- Exercise -
Repeat the listing word for word. No pictures belong in the copy.

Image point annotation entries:
# # # #

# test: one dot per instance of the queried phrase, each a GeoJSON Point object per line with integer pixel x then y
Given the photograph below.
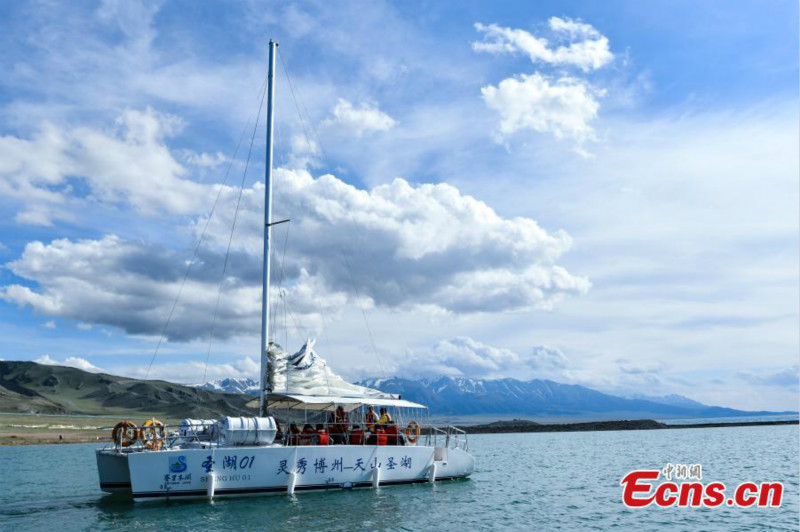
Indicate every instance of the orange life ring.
{"type": "Point", "coordinates": [152, 434]}
{"type": "Point", "coordinates": [413, 430]}
{"type": "Point", "coordinates": [124, 433]}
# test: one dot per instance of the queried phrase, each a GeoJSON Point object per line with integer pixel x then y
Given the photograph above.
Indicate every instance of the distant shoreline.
{"type": "Point", "coordinates": [521, 426]}
{"type": "Point", "coordinates": [65, 430]}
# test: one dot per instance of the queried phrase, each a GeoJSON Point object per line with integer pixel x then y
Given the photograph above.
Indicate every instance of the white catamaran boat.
{"type": "Point", "coordinates": [313, 431]}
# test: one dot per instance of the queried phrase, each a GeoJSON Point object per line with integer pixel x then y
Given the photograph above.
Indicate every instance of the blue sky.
{"type": "Point", "coordinates": [597, 193]}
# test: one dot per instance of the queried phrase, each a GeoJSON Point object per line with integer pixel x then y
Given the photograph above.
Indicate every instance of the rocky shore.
{"type": "Point", "coordinates": [521, 425]}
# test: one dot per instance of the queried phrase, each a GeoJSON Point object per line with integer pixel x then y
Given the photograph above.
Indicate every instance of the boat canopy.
{"type": "Point", "coordinates": [327, 402]}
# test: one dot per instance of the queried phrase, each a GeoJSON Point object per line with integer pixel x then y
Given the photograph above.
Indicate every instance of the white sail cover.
{"type": "Point", "coordinates": [307, 373]}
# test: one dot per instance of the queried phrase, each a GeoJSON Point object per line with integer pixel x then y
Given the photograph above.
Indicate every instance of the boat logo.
{"type": "Point", "coordinates": [178, 465]}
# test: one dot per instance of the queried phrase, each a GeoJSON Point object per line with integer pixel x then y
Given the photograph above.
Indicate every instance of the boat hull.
{"type": "Point", "coordinates": [234, 471]}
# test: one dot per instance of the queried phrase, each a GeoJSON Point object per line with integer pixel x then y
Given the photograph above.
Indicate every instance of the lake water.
{"type": "Point", "coordinates": [551, 481]}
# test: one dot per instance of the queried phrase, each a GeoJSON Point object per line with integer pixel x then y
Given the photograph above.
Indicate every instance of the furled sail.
{"type": "Point", "coordinates": [307, 373]}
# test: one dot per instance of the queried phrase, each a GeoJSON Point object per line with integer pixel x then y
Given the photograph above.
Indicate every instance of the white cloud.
{"type": "Point", "coordinates": [361, 119]}
{"type": "Point", "coordinates": [785, 377]}
{"type": "Point", "coordinates": [195, 372]}
{"type": "Point", "coordinates": [564, 107]}
{"type": "Point", "coordinates": [464, 357]}
{"type": "Point", "coordinates": [304, 153]}
{"type": "Point", "coordinates": [205, 160]}
{"type": "Point", "coordinates": [423, 247]}
{"type": "Point", "coordinates": [131, 164]}
{"type": "Point", "coordinates": [587, 49]}
{"type": "Point", "coordinates": [72, 362]}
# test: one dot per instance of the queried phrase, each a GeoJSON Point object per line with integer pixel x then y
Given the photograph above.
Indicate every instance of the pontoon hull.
{"type": "Point", "coordinates": [260, 470]}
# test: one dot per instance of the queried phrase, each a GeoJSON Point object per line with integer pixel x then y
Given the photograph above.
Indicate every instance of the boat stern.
{"type": "Point", "coordinates": [112, 468]}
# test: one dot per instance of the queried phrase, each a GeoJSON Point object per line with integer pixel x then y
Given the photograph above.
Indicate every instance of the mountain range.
{"type": "Point", "coordinates": [28, 387]}
{"type": "Point", "coordinates": [460, 397]}
{"type": "Point", "coordinates": [35, 388]}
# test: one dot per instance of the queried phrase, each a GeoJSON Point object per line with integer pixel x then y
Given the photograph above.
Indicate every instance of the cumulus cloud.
{"type": "Point", "coordinates": [464, 357]}
{"type": "Point", "coordinates": [564, 106]}
{"type": "Point", "coordinates": [360, 119]}
{"type": "Point", "coordinates": [587, 48]}
{"type": "Point", "coordinates": [404, 246]}
{"type": "Point", "coordinates": [72, 362]}
{"type": "Point", "coordinates": [128, 164]}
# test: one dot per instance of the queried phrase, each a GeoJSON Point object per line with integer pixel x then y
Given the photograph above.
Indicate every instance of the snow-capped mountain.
{"type": "Point", "coordinates": [460, 396]}
{"type": "Point", "coordinates": [231, 385]}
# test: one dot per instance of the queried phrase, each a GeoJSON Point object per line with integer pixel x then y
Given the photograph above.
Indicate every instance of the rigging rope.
{"type": "Point", "coordinates": [233, 228]}
{"type": "Point", "coordinates": [327, 160]}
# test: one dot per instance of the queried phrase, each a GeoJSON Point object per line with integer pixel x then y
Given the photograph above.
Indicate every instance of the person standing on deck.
{"type": "Point", "coordinates": [370, 418]}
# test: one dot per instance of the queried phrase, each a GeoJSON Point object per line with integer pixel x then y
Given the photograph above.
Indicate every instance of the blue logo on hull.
{"type": "Point", "coordinates": [178, 465]}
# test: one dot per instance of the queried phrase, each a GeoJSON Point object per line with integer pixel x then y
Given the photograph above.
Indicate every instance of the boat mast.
{"type": "Point", "coordinates": [262, 402]}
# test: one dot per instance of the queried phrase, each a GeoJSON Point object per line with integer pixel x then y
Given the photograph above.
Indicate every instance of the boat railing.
{"type": "Point", "coordinates": [450, 437]}
{"type": "Point", "coordinates": [166, 436]}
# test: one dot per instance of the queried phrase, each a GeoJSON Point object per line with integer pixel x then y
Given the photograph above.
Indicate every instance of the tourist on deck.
{"type": "Point", "coordinates": [294, 434]}
{"type": "Point", "coordinates": [386, 418]}
{"type": "Point", "coordinates": [338, 429]}
{"type": "Point", "coordinates": [370, 418]}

# # # #

- The response -
# test: one dot per instance of the queried phrase, each a GeoJSON Point object per line with integer pixel x then y
Given the photograph below.
Indicate every instance of the orange life ring.
{"type": "Point", "coordinates": [152, 434]}
{"type": "Point", "coordinates": [413, 430]}
{"type": "Point", "coordinates": [124, 433]}
# test: one dot per instance of the queried phrase, each a GeoJSON Point object per line with integer pixel x then y
Given the photograph above.
Indicate every instance of the distant shoreline.
{"type": "Point", "coordinates": [521, 426]}
{"type": "Point", "coordinates": [65, 430]}
# test: one dot per instance of the queried phrase, each a GeoJSON Point object per line with integer pixel x then y
Given the photograph above.
Indicate every instance of the white catamaran boat.
{"type": "Point", "coordinates": [313, 431]}
# test: one dot per instance of the queried phrase, each a GeoJSON Point object per line with integer pixel x then y
Given the photograph above.
Indicate every instance of the blue sky.
{"type": "Point", "coordinates": [597, 193]}
# test: one dot per instance of the queried phrase, each a GeoJSON Point object per line with integer pixel x then y
Given the photograph above.
Indicate every instance of the rocky shore.
{"type": "Point", "coordinates": [521, 425]}
# test: one dot per instance of the queried phrase, each a GeoJSON Point object per line with integer pixel x then y
Given the photograph above.
Indicate every instance of the boat canopy.
{"type": "Point", "coordinates": [327, 402]}
# test: one dot per instance of the queried phrase, each a GeoJSON Point object per line with integer pixel x then y
Given the photograph above.
Indicate every instance of the white sail cover.
{"type": "Point", "coordinates": [307, 373]}
# test: one dot per instance of the queried phrase, each a GeoJSON Point object per line with integer pixel x then y
Given the photograph above.
Indicate every instance of the boat logo.
{"type": "Point", "coordinates": [178, 465]}
# test: one dot per instance of the queried phrase, each a GeoJSON Point object per line with integer pixel x then y
Given the photograph above.
Indicate every instance of the boat hull.
{"type": "Point", "coordinates": [234, 471]}
# test: one dot per instance of the queried phrase, each a GeoJSON Point object per line with integer pixel x then y
Given the photograph above.
Indicate every instance of the lake water.
{"type": "Point", "coordinates": [551, 481]}
# test: one dot per instance of the queried phrase, each a GeoJSON Point object per line with integer pixel x then y
Given the photograph above.
Indicate every instance of the furled sail.
{"type": "Point", "coordinates": [307, 373]}
# test: one dot per instance of the queried phrase, each a GeoJSON Point object per line with integer pixel x then y
Given the photograph above.
Indicate every instance of the white cloud.
{"type": "Point", "coordinates": [361, 119]}
{"type": "Point", "coordinates": [785, 377]}
{"type": "Point", "coordinates": [195, 372]}
{"type": "Point", "coordinates": [564, 107]}
{"type": "Point", "coordinates": [464, 357]}
{"type": "Point", "coordinates": [304, 153]}
{"type": "Point", "coordinates": [205, 160]}
{"type": "Point", "coordinates": [423, 247]}
{"type": "Point", "coordinates": [131, 164]}
{"type": "Point", "coordinates": [587, 49]}
{"type": "Point", "coordinates": [72, 362]}
# test: one dot per instance of the queried phrase, each a GeoJSON Point object per line with integer pixel x then y
Given the photograph above.
Indicate every instance of the pontoon hull.
{"type": "Point", "coordinates": [260, 470]}
# test: one dot per instance of the queried phrase, each a GeoJSON Point object per line with integer pixel x then y
Given the photograph above.
Indicate every instance of the boat stern.
{"type": "Point", "coordinates": [112, 468]}
# test: one dot per instance of the queried phrase, each a GeoJSON Point object per line with integer pixel x then y
Given the photograph above.
Indicate every instance of the mountain range.
{"type": "Point", "coordinates": [28, 387]}
{"type": "Point", "coordinates": [460, 397]}
{"type": "Point", "coordinates": [35, 388]}
# test: one dot per instance of the queried phrase, each a GeoJSON Point object per line with integer pixel x then y
Given the photograph above.
Indicate every instance of the cumulus cloud.
{"type": "Point", "coordinates": [464, 357]}
{"type": "Point", "coordinates": [564, 106]}
{"type": "Point", "coordinates": [360, 119]}
{"type": "Point", "coordinates": [587, 48]}
{"type": "Point", "coordinates": [404, 246]}
{"type": "Point", "coordinates": [72, 362]}
{"type": "Point", "coordinates": [128, 164]}
# test: one dot per instance of the queried phrase, each a GeoJSON Point object per line with integer pixel x then y
Given the photograph above.
Indicate every instance of the snow-capped mountain.
{"type": "Point", "coordinates": [460, 396]}
{"type": "Point", "coordinates": [231, 385]}
# test: one dot per instance of the queried phrase, each a GeoJSON Point object per line with integer pixel x then y
Given the photograph above.
Indicate every instance of the rigging rope.
{"type": "Point", "coordinates": [233, 228]}
{"type": "Point", "coordinates": [327, 160]}
# test: one dot per instance of the queried phrase, each a GeoJSON Point object per line with integer pixel x then y
Given the photograph above.
Indicate every instance of the person standing on deck.
{"type": "Point", "coordinates": [370, 418]}
# test: one dot per instance of the queried phrase, each a GeoJSON Point object per line with integer pixel x then y
Given the photograph above.
Indicate every instance of the blue logo on hull.
{"type": "Point", "coordinates": [178, 465]}
# test: one dot per instance of the queried phrase, each a GeoJSON Point object per line with integer pixel x then y
Given the photograph above.
Indicate every instance of the boat mast.
{"type": "Point", "coordinates": [262, 402]}
# test: one dot per instance of the queried phrase, each a GeoJSON Point object per line with integer pixel x then y
Given the photograph above.
Indicate every instance of the boat railing.
{"type": "Point", "coordinates": [450, 437]}
{"type": "Point", "coordinates": [166, 436]}
# test: one dot per instance of the queried phrase, each a GeoJSON Point object per line with integer pixel x then y
Given the photograph above.
Indicate every instance of the tourist on deck.
{"type": "Point", "coordinates": [294, 434]}
{"type": "Point", "coordinates": [386, 418]}
{"type": "Point", "coordinates": [338, 429]}
{"type": "Point", "coordinates": [370, 418]}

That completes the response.